:: Textauszug ::
Art Week in Berlin: Es geht ums Geld - und das ist gut so

Auf der Berlin Art Week ist viel vom Geld die Rede. Das ist eine Kehrtwende - und zeugt von Mut zur Ehrlichkeit. Ein Kommentar.

Es ist reiner Zufall, dass die 6. Berlin Art Week und das Ende der Documenta auf das gleiche Wochenende fallen. Und doch haben die beiden Ereignisse jetzt mehr miteinander zu tun, als sich bei ihrer jeweiligen Planung ahnen ließ. Die Doppel-Documenta, zunächst in Athen und dann an ihrem Stammsitz in Kassel, schließt am heutigen Sonntag mit einem Riesendefizit. Die Stadt Kassel und das Land Hessen müssen jeweils 3,5 Millionen Euro nachschießen.

Staunend stehen nun alle vor dem Scherbenhaufen, keiner will es gewesen sein: nicht der künstlerische Leiter, der die Vorwürfe pariert, indem er das „ausbeuterische System“ einer Großausstellung anprangert, nicht die Geschäftsführerin, die immer schon über Unterfinanzierung klagte, nicht der Bürgermeister und Aufsichtsratsvorsitzende der Trägergesellschaft. Die Documenta 14 rühmte sich, marktfern zu sein, den Handel zu ignorieren. Und jetzt? Sprechen alle nur noch vom Geld.
:::
:: Inhalt der Datensätze ::
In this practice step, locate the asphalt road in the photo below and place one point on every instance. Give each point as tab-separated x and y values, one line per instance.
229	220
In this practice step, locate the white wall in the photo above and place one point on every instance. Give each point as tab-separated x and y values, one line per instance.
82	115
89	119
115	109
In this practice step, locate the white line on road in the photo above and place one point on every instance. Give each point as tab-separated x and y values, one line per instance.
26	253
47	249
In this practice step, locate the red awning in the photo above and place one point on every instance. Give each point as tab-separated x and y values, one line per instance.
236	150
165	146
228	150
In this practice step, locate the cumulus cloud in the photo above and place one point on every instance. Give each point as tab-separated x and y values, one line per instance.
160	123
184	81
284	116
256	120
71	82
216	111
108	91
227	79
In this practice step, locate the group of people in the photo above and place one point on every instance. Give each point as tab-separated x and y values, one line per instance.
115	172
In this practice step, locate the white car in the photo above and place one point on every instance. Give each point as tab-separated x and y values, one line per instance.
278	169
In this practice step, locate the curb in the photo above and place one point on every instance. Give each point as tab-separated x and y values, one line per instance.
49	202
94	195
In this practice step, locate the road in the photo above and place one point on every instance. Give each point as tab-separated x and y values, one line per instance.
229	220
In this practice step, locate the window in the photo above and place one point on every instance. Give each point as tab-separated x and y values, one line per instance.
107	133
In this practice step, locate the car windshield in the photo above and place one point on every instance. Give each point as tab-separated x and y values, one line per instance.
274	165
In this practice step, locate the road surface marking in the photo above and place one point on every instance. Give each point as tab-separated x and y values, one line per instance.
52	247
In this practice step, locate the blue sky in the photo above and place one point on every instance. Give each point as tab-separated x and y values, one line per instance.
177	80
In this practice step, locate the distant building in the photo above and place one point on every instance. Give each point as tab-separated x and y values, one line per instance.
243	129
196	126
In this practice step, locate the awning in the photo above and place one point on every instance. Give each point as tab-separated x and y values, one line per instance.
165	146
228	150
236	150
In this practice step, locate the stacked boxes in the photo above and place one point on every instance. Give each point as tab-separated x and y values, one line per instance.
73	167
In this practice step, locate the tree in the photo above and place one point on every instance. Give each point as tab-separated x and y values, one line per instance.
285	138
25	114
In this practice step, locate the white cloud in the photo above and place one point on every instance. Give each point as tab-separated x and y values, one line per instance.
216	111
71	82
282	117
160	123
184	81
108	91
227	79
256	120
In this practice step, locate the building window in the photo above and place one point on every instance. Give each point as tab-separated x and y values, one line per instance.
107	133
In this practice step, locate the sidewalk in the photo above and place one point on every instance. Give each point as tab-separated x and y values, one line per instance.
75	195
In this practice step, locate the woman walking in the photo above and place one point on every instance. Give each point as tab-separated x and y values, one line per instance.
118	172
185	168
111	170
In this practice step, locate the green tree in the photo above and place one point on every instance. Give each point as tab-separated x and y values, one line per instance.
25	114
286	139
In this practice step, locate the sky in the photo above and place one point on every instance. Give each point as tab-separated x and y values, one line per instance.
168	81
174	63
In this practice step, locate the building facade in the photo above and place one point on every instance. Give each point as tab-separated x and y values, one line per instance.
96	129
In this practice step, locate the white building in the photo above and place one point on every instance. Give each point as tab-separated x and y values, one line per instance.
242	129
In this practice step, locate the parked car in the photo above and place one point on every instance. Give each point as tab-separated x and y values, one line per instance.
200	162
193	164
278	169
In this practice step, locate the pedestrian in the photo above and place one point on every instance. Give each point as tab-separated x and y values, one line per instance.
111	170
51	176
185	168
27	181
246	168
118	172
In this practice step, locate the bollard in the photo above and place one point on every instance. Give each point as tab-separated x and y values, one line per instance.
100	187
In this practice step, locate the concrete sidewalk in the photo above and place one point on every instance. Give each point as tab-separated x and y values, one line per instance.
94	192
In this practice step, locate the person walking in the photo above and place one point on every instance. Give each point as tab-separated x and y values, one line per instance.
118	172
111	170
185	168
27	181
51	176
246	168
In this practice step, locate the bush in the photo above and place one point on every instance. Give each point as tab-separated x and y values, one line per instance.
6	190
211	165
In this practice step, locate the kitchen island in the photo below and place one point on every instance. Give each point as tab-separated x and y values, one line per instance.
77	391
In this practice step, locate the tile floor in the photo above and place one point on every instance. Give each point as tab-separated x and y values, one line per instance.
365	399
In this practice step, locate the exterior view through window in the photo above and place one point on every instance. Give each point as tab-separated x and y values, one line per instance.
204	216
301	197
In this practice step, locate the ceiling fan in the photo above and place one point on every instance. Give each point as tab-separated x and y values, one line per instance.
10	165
:::
:: Inhalt der Datensätze ::
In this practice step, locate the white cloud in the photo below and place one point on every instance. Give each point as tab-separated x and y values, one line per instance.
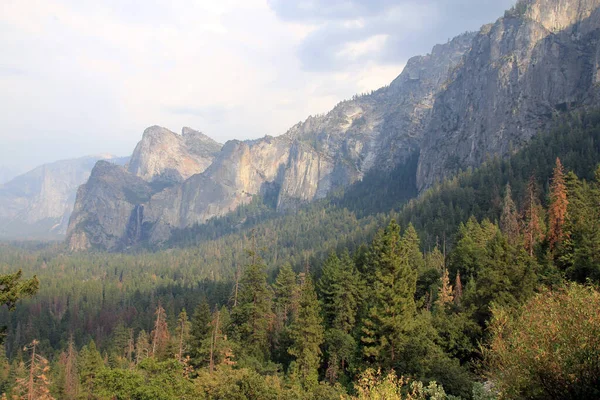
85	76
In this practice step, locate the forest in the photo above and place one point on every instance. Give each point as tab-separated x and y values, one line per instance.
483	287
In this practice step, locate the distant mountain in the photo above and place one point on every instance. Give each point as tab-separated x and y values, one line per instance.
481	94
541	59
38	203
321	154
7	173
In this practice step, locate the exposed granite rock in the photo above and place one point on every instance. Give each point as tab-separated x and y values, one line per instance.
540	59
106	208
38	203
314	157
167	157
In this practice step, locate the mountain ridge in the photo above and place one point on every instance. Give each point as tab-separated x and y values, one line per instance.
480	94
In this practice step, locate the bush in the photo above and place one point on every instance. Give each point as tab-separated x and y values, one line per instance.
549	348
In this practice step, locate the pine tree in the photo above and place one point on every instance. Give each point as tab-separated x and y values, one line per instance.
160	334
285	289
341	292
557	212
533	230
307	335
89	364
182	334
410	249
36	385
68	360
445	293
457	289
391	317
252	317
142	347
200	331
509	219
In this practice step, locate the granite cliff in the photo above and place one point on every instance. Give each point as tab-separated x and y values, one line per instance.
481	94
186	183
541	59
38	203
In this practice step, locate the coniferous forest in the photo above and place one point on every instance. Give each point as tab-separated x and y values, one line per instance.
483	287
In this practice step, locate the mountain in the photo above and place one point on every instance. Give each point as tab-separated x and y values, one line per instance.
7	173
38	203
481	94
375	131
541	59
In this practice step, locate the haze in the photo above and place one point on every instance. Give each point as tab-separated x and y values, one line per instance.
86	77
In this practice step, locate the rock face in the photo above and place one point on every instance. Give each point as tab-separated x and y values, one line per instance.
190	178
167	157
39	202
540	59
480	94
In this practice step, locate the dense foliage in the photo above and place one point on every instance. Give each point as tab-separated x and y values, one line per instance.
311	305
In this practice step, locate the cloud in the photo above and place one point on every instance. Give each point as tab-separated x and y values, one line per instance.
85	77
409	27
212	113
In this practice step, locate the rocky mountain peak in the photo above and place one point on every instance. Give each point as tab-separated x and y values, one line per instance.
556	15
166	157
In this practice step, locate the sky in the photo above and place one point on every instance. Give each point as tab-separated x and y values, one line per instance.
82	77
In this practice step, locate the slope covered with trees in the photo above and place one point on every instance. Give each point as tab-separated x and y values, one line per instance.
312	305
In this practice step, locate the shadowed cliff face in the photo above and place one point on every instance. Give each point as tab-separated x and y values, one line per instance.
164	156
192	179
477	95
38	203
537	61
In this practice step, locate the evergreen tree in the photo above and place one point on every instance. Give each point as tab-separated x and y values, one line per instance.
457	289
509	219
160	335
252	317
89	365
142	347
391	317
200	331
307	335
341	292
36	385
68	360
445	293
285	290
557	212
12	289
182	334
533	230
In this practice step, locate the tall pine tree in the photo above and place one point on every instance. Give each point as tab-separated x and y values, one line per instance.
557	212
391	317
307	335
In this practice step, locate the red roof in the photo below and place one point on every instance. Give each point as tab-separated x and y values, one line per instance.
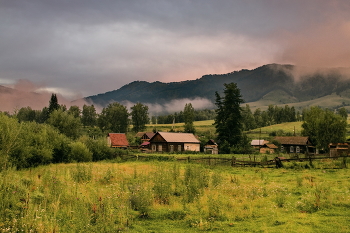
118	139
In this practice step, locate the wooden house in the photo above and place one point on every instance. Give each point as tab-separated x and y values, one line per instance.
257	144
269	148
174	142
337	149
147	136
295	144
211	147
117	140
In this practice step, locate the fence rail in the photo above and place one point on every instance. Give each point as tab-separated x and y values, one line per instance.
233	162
:::
● Ziel
Gib aus dem Kommentar zur Berlin Art Week oben den Abschnitt zwischen „Staunend stehen nun“ und „noch vom Geld.“ wortgetreu wieder, beide Stellen eingeschlossen.

● Antwort
Staunend stehen nun alle vor dem Scherbenhaufen, keiner will es gewesen sein: nicht der künstlerische Leiter, der die Vorwürfe pariert, indem er das „ausbeuterische System“ einer Großausstellung anprangert, nicht die Geschäftsführerin, die immer schon über Unterfinanzierung klagte, nicht der Bürgermeister und Aufsichtsratsvorsitzende der Trägergesellschaft. Die Documenta 14 rühmte sich, marktfern zu sein, den Handel zu ignorieren. Und jetzt? Sprechen alle nur noch vom Geld.